= Spatial annotation records =
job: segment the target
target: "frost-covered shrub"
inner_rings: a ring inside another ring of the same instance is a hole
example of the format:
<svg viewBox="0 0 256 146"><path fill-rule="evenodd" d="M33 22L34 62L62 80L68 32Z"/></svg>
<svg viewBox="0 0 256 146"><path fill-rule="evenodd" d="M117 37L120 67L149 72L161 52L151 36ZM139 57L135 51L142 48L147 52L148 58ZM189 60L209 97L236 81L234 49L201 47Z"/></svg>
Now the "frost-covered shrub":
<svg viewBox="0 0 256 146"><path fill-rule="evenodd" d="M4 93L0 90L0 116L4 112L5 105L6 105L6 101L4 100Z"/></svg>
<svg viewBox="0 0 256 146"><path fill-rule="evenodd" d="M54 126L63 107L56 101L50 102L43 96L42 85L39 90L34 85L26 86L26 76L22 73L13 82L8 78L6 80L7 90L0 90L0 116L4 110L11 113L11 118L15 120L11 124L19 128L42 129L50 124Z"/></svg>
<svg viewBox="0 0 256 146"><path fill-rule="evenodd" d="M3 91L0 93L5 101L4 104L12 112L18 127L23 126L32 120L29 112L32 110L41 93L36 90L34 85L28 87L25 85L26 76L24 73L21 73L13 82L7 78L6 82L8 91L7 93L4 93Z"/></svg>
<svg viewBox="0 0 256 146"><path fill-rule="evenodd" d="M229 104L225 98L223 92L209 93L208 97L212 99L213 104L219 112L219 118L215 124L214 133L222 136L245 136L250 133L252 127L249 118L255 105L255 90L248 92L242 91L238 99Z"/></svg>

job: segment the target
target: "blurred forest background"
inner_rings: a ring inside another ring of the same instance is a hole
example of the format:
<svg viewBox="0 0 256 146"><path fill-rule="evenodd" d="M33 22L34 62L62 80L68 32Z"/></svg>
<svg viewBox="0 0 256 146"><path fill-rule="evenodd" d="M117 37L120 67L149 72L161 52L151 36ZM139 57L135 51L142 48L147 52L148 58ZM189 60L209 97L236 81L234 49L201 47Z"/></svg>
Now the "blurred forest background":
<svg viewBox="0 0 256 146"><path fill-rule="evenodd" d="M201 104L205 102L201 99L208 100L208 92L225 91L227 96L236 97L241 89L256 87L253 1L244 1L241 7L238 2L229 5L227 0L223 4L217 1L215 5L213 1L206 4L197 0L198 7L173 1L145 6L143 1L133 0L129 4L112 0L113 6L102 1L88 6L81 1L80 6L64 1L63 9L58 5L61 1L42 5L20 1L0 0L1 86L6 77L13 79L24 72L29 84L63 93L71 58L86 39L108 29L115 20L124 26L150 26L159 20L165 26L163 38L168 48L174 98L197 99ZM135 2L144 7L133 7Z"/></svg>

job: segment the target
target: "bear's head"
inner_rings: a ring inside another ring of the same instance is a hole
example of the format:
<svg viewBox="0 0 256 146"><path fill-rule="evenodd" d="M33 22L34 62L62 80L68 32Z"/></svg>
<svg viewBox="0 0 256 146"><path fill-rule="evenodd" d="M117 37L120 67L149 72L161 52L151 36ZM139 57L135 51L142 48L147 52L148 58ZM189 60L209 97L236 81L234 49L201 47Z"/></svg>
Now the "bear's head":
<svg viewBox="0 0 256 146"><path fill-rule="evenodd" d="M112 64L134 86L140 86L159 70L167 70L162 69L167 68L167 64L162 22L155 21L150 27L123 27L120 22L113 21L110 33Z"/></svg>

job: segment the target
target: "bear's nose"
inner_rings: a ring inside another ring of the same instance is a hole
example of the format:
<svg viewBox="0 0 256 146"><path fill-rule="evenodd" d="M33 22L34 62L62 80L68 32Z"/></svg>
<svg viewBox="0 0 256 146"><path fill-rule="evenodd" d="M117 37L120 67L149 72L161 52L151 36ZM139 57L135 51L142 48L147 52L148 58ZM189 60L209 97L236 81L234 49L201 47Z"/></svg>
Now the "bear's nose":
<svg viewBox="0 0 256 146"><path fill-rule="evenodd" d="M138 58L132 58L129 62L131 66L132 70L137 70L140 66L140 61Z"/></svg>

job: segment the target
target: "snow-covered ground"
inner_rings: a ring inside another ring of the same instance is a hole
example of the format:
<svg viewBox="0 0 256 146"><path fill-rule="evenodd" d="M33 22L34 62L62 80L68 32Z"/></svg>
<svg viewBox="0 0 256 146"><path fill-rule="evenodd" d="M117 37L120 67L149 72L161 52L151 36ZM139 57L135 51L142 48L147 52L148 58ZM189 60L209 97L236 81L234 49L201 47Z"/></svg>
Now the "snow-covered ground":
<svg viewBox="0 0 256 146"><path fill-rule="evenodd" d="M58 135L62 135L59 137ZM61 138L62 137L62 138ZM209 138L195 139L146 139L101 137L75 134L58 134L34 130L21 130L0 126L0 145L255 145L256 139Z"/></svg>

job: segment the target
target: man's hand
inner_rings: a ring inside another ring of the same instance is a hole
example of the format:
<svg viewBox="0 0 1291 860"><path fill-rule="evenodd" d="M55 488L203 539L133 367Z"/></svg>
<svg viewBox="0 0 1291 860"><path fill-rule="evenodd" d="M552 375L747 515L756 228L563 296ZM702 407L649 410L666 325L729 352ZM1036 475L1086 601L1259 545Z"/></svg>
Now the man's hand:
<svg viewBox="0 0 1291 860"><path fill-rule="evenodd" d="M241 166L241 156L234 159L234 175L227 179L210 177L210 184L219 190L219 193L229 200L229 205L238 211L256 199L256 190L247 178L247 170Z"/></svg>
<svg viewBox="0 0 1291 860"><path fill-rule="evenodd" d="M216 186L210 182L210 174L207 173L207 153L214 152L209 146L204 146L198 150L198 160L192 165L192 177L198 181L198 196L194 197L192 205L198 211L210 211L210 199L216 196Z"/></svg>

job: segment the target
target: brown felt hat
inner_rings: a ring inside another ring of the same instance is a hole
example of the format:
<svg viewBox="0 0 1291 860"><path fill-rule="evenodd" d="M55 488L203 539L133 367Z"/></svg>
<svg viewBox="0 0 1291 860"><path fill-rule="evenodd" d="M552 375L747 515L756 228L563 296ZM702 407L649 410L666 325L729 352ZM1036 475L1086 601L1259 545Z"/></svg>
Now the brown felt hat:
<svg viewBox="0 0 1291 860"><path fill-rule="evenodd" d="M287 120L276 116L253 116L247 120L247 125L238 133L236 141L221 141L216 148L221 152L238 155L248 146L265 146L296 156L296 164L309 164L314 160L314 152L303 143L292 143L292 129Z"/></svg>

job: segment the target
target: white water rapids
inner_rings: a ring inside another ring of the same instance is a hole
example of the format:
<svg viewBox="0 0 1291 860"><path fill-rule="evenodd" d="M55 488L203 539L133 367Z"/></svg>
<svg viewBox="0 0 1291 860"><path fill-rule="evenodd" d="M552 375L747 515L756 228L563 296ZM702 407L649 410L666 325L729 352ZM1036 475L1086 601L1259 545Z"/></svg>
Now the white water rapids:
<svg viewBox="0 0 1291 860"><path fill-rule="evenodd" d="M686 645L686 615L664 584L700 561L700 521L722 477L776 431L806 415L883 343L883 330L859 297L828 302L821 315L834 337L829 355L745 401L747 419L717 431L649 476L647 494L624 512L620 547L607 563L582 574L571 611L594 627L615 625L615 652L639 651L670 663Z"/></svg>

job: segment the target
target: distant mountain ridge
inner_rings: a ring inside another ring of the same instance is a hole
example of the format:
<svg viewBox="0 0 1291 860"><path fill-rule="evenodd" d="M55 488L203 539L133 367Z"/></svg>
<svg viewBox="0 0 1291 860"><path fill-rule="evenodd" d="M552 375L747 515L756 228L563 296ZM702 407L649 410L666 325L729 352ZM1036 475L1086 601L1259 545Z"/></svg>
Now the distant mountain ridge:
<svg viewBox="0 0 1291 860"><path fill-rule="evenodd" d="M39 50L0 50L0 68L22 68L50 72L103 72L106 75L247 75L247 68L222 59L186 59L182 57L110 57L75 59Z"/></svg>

= Problem to solve =
Copy the records from their beginning through the line containing "91L0 93L5 101L4", including that line, and change every "frost-covered shrub" to "snow-covered bush" while leaving everything else untouched.

= Result =
job: segment the target
target: "snow-covered bush"
inner_rings: a ring inside another ring of the same instance is a hole
example of the format:
<svg viewBox="0 0 256 146"><path fill-rule="evenodd" d="M33 22L34 62L62 80L68 32Z"/></svg>
<svg viewBox="0 0 256 146"><path fill-rule="evenodd" d="M117 37L120 67L149 72L161 52L151 36ZM139 57L135 51L142 48L147 52L148 58ZM189 60L209 97L236 81L234 49L201 47Z"/></svg>
Now the "snow-covered bush":
<svg viewBox="0 0 256 146"><path fill-rule="evenodd" d="M4 93L0 90L0 116L4 112L5 105L6 105L6 101L4 100Z"/></svg>
<svg viewBox="0 0 256 146"><path fill-rule="evenodd" d="M54 126L63 107L56 101L50 102L43 96L42 85L39 90L34 85L26 86L26 76L22 73L13 82L8 78L6 80L7 90L0 90L0 116L4 110L11 113L11 118L15 120L11 124L19 128L42 129L50 124Z"/></svg>
<svg viewBox="0 0 256 146"><path fill-rule="evenodd" d="M3 91L0 93L5 101L4 104L12 112L18 127L23 126L32 120L29 112L32 110L41 93L36 90L34 85L28 87L25 85L26 76L24 73L21 73L13 82L7 78L6 82L8 91L7 93L4 93Z"/></svg>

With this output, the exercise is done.